DESCRIPTION OF THE TASK: List each line of the data that holds the string "sitting", please.

** Opening WORKING DATA block **

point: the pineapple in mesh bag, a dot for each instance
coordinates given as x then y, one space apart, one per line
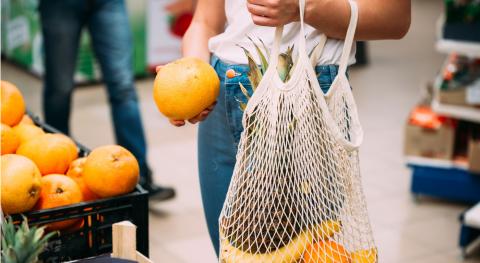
296 194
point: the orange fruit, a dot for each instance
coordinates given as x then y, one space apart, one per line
12 104
75 171
59 190
110 171
27 132
185 87
10 140
52 153
326 252
20 184
26 120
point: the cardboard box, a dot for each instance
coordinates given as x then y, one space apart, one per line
432 143
474 156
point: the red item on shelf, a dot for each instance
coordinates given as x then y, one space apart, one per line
424 117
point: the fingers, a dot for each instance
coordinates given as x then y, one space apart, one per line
200 117
265 21
264 13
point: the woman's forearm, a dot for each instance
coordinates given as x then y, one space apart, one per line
378 19
195 42
208 21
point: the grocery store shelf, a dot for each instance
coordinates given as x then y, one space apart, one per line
435 163
447 183
471 49
460 112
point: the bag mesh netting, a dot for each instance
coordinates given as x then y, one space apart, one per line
296 193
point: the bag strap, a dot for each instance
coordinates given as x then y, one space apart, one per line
275 51
349 39
347 46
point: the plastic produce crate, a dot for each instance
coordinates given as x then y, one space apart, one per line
92 235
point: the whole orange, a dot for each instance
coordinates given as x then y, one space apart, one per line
20 184
26 120
52 153
110 171
27 132
75 171
185 87
12 104
326 252
10 140
59 190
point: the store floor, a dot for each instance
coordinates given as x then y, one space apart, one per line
405 231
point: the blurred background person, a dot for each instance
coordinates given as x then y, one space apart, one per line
107 22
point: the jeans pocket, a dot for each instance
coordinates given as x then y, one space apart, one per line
236 100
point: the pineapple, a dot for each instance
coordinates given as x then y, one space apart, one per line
285 67
22 244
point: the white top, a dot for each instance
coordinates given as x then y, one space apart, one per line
240 25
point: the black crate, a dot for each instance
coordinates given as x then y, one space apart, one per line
93 234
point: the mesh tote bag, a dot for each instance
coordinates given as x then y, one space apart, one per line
296 194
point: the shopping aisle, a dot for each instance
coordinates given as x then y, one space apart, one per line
405 231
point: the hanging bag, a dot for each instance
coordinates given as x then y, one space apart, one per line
296 194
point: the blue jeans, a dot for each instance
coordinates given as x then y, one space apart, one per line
219 134
107 22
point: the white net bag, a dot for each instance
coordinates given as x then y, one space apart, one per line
296 194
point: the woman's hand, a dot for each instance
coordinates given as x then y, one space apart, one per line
273 12
200 117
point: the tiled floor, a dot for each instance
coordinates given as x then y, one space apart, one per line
405 231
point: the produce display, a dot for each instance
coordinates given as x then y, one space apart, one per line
21 184
110 171
59 190
185 87
42 170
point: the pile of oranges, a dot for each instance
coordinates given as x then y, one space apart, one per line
43 170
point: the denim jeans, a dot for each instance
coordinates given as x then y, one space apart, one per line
107 22
219 134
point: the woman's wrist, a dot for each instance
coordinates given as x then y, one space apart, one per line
328 16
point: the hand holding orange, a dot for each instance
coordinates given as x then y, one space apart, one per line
186 89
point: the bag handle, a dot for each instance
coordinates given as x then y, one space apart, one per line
349 38
275 51
347 46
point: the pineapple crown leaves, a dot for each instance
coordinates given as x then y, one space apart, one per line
22 244
285 67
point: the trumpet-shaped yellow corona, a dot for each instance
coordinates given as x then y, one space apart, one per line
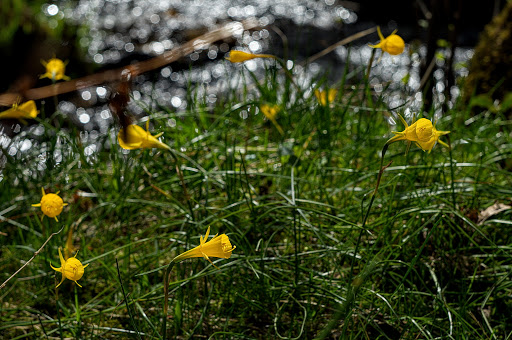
136 137
55 69
241 56
51 205
27 110
71 268
219 246
429 145
393 44
326 97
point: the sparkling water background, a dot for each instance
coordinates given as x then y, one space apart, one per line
117 32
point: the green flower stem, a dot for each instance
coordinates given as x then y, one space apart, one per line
355 283
126 302
77 307
167 276
452 172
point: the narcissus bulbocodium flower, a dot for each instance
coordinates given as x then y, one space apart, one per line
51 205
71 269
325 97
219 246
271 111
240 56
55 69
393 44
429 145
27 110
136 137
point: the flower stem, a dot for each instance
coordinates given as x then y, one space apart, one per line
126 302
451 172
167 276
77 306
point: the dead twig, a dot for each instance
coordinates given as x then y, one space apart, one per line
33 257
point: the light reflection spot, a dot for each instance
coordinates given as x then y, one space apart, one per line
86 95
176 101
52 10
84 118
101 91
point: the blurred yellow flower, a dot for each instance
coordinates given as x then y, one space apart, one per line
240 56
219 246
271 111
71 269
51 205
326 97
393 44
136 137
429 145
55 69
27 110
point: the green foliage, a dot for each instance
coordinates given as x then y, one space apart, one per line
424 266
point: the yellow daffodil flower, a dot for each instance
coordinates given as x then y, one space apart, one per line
136 137
51 205
219 246
55 69
71 269
326 97
271 111
419 131
429 145
240 56
27 110
393 44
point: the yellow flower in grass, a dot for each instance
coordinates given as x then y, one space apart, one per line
393 44
219 246
27 110
55 69
51 205
420 131
429 145
136 137
71 269
326 97
271 111
240 56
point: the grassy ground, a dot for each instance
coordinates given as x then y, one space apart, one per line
422 267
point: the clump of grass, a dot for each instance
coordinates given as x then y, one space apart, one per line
293 203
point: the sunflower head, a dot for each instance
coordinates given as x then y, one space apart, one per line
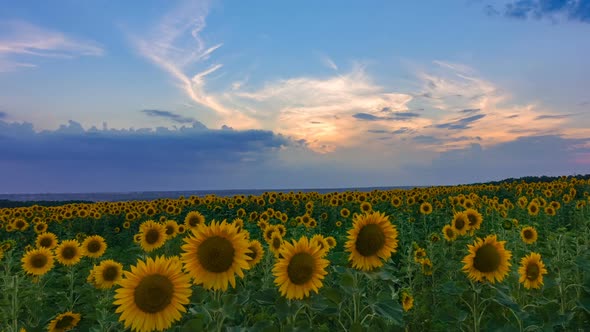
215 254
69 252
94 246
300 270
153 294
38 261
528 235
372 238
426 208
531 271
460 223
449 233
153 235
487 260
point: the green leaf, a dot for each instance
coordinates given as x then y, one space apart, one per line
390 309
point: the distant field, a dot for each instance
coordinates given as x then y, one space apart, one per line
510 256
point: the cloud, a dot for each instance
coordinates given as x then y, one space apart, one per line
574 10
21 42
554 116
172 117
525 156
328 62
72 158
175 44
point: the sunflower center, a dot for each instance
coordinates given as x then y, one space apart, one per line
193 221
253 254
487 259
64 322
532 272
169 230
110 273
472 219
39 260
370 240
154 293
301 268
216 254
46 242
459 223
69 252
94 246
276 242
152 236
450 232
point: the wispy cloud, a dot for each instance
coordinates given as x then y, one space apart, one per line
575 10
177 118
328 62
176 45
21 42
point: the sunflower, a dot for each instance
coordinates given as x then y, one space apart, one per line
426 208
256 253
475 218
407 301
63 322
531 271
419 255
366 207
40 227
320 241
153 235
94 246
37 261
46 240
171 229
533 208
528 235
426 264
69 252
215 254
345 213
449 233
331 241
153 294
372 238
107 273
300 270
487 259
460 223
268 232
194 219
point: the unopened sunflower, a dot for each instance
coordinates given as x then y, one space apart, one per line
531 271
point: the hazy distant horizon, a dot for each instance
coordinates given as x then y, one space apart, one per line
149 195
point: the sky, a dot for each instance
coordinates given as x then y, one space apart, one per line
105 95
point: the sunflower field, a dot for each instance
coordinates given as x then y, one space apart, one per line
507 257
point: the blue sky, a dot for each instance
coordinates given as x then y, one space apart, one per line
181 95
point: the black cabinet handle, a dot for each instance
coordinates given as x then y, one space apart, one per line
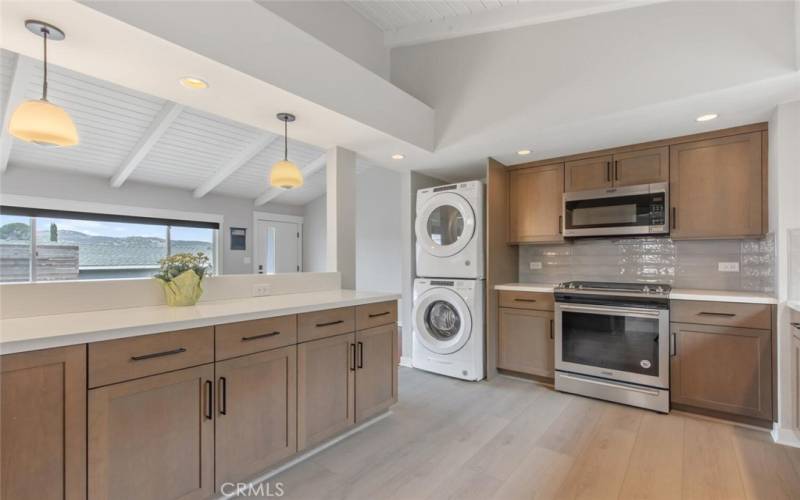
223 398
330 323
261 336
158 354
724 315
209 400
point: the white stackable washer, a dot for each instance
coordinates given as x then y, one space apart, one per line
448 327
449 230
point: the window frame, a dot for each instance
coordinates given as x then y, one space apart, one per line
122 211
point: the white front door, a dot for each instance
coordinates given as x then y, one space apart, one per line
278 247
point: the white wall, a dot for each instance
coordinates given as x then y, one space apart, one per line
237 212
784 155
314 235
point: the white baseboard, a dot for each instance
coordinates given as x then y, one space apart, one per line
786 437
305 456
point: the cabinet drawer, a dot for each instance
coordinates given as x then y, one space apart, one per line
378 314
114 361
321 324
722 314
527 300
247 337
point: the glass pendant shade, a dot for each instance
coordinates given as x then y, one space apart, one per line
286 175
42 122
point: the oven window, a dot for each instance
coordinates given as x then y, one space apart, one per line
614 342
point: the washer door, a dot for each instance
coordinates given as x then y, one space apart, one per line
442 320
445 225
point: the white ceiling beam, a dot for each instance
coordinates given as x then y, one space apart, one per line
160 124
272 193
263 142
23 73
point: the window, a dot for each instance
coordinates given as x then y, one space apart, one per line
47 245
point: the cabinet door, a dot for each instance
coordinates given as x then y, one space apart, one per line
641 167
716 188
535 204
722 368
525 341
325 388
591 173
153 438
43 424
256 413
376 370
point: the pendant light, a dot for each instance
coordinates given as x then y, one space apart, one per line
285 174
40 121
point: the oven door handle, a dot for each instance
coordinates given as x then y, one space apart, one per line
616 311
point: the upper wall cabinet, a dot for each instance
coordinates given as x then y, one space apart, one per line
534 209
629 168
717 188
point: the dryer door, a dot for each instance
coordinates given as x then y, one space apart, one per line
445 225
442 320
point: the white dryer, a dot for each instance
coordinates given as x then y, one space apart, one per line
449 229
448 327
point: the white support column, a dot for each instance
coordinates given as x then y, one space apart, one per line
341 214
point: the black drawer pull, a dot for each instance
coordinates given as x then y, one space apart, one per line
158 354
261 336
330 323
724 315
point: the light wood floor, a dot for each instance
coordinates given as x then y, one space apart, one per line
512 439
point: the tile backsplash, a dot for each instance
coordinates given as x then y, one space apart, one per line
682 264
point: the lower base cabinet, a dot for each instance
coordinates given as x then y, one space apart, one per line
43 424
153 438
525 341
255 414
722 369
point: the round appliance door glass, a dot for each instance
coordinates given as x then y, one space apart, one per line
445 225
442 320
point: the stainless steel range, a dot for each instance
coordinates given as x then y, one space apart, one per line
612 342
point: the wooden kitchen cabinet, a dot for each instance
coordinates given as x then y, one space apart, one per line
718 188
153 438
43 424
255 413
535 199
525 341
376 372
326 370
588 173
723 369
645 166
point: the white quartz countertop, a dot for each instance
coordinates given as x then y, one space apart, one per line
41 332
675 294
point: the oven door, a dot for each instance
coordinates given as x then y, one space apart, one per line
617 211
628 344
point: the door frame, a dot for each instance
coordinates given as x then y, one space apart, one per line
273 217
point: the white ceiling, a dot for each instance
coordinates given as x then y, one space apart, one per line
112 120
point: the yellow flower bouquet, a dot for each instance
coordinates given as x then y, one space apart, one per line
181 276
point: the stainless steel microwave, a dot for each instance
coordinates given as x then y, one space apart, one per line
629 210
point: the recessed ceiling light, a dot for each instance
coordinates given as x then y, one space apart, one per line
192 82
707 117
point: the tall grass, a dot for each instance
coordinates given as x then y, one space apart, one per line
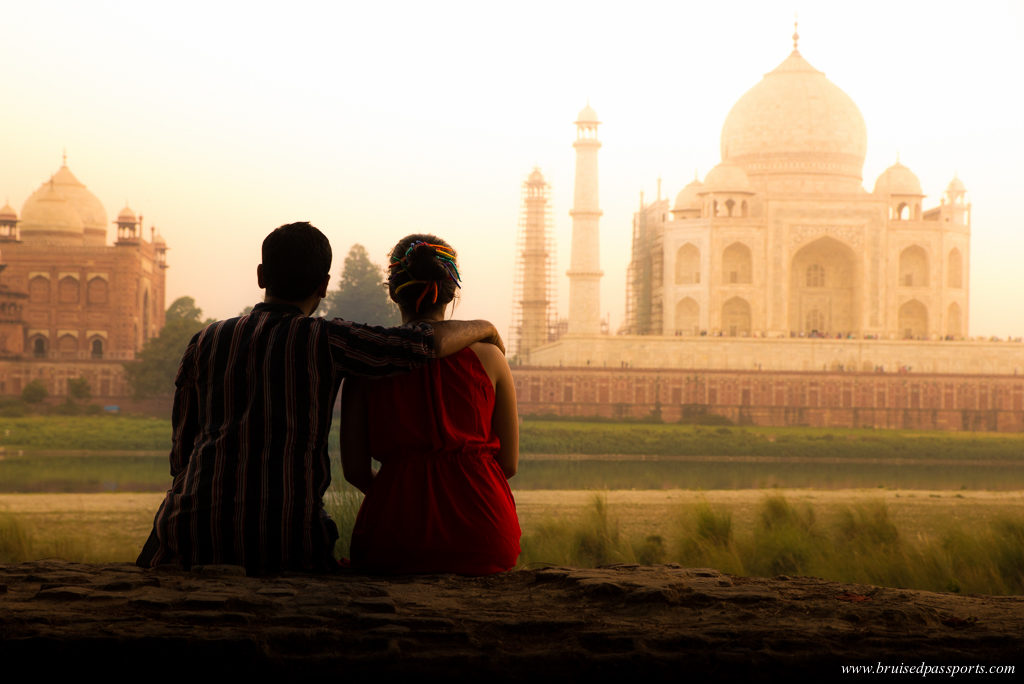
857 544
590 542
342 504
566 437
19 543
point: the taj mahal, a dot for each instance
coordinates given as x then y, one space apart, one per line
777 291
779 258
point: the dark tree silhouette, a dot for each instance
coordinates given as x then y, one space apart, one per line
157 364
361 293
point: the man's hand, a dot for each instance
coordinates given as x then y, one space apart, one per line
453 336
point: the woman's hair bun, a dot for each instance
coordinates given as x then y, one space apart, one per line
424 264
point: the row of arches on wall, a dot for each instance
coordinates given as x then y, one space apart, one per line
69 291
737 267
905 211
68 346
737 264
912 318
735 316
912 321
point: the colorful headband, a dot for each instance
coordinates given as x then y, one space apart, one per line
443 254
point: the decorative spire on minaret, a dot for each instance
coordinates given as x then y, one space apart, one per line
535 316
585 267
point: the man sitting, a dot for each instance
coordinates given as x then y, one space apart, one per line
252 413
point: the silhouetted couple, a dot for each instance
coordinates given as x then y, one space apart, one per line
252 414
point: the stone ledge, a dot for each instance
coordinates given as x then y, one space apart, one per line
660 622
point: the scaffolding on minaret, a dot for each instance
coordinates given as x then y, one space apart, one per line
535 311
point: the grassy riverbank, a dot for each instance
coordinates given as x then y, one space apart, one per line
124 433
971 542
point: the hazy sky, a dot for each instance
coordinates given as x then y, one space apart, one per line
219 121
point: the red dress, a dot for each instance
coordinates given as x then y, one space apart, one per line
440 502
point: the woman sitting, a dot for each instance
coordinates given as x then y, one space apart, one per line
446 437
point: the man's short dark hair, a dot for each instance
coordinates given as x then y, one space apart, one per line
296 259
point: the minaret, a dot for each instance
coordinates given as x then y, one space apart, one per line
534 317
585 266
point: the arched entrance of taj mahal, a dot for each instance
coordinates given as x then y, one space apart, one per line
825 290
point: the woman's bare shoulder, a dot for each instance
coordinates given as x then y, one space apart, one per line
492 358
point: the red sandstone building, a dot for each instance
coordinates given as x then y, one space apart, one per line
71 304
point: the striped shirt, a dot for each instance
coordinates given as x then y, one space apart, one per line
249 456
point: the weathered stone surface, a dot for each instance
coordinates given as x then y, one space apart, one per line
666 623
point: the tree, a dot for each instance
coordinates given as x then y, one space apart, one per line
34 392
361 295
153 372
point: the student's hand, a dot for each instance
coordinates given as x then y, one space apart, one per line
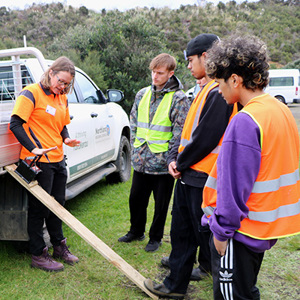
173 171
38 151
71 143
220 246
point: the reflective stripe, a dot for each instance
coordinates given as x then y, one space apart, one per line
275 184
216 150
184 142
158 142
208 210
272 215
154 127
161 128
211 182
264 186
142 125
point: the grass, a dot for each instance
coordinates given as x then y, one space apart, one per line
104 210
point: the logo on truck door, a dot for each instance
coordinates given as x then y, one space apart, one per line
102 132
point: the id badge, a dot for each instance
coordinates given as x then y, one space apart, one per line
50 110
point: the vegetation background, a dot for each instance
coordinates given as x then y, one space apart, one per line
115 47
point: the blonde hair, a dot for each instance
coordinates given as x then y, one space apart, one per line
61 64
162 60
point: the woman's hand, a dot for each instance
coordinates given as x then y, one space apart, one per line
71 142
173 171
40 152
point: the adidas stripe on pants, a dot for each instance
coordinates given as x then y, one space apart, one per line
235 273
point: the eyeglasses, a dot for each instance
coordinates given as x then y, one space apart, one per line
64 84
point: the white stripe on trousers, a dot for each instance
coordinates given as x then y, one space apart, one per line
227 264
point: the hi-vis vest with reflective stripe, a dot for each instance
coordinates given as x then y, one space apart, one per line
191 122
157 134
274 205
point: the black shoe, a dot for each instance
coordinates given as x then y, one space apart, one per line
129 237
152 246
198 274
165 261
161 290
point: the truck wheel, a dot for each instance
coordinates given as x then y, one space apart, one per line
122 163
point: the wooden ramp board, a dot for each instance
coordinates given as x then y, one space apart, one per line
82 231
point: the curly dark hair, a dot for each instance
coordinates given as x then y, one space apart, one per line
245 56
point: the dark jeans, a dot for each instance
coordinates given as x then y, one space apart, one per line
235 273
53 180
141 188
186 235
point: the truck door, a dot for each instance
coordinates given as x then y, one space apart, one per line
94 131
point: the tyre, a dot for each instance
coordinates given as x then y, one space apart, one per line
123 163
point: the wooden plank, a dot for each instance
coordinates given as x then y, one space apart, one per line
82 231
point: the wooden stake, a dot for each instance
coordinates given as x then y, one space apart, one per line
82 231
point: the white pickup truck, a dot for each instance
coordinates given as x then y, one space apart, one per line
100 124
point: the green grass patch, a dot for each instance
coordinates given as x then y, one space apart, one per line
104 210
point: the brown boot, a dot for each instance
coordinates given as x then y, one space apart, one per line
46 263
63 252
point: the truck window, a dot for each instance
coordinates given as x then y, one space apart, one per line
72 98
7 87
281 81
88 90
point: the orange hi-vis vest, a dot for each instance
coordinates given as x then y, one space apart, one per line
45 115
191 122
274 205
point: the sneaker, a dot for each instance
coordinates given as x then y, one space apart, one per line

** Closing WORKING DATA block **

ANSWER FOR THIS EXERCISE:
point: the man sitting, a dot for each instance
point: the woman sitting, a dot for each instance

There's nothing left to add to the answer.